▸ Excerpt to read:
# # # #
|Campaign||I Am Peter Werth|
|Business Sector||Subscribers Only|
The campaign, which will consist of TV ads, sponsorship idents, radio, print and retail, launched on 1st September 2016 in the UK, and is due to then subsequently roll out across Europe. The campaign is designed to rekindle the quirky spirit and idiosyncrasy that is at the heart of the brand by poking affectionate fun at the spirituality and wellness platitudes we all too easily buy into with ‘health’ products from the Far East. Asking ‘where does Yakult come from’, portraying the brand’s home as a world of oriental mystery that panders to all the usual suspects, delivered with the over-saturated, painted-backdrop, widescreen beauty of old school movies. A world then punctured with reality: no, Yakult was invented by Japanese scientists in a lab. It’s science, not magic. A little bottle of science, in fact.
Yakult first appeared on UK supermarket shelves back in 1996, simultaneously inventing two new markets: probiotics and dairy drinks. The brand built its early success on the compelling benefit of ‘friendly bacteria’, an iconic, instantly recognisable bottle and an idiosyncratic, un-marketed approach stemming from a background in ‘science’ rather than ‘consumer marketing’.
# # # #
▸ Problem statement: Copy the stretch of the Yakult campaign text from "Yakult first appeared" through "than ‘consumer marketing’.", word for word.
# # # #
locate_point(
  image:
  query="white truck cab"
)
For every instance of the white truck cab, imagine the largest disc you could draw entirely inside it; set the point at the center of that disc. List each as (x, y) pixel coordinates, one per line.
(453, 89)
# # # #
▸ Completed task:
Yakult first appeared on UK supermarket shelves back in 1996, simultaneously inventing two new markets: probiotics and dairy drinks. The brand built its early success on the compelling benefit of ‘friendly bacteria’, an iconic, instantly recognisable bottle and an idiosyncratic, un-marketed approach stemming from a background in ‘science’ rather than ‘consumer marketing’.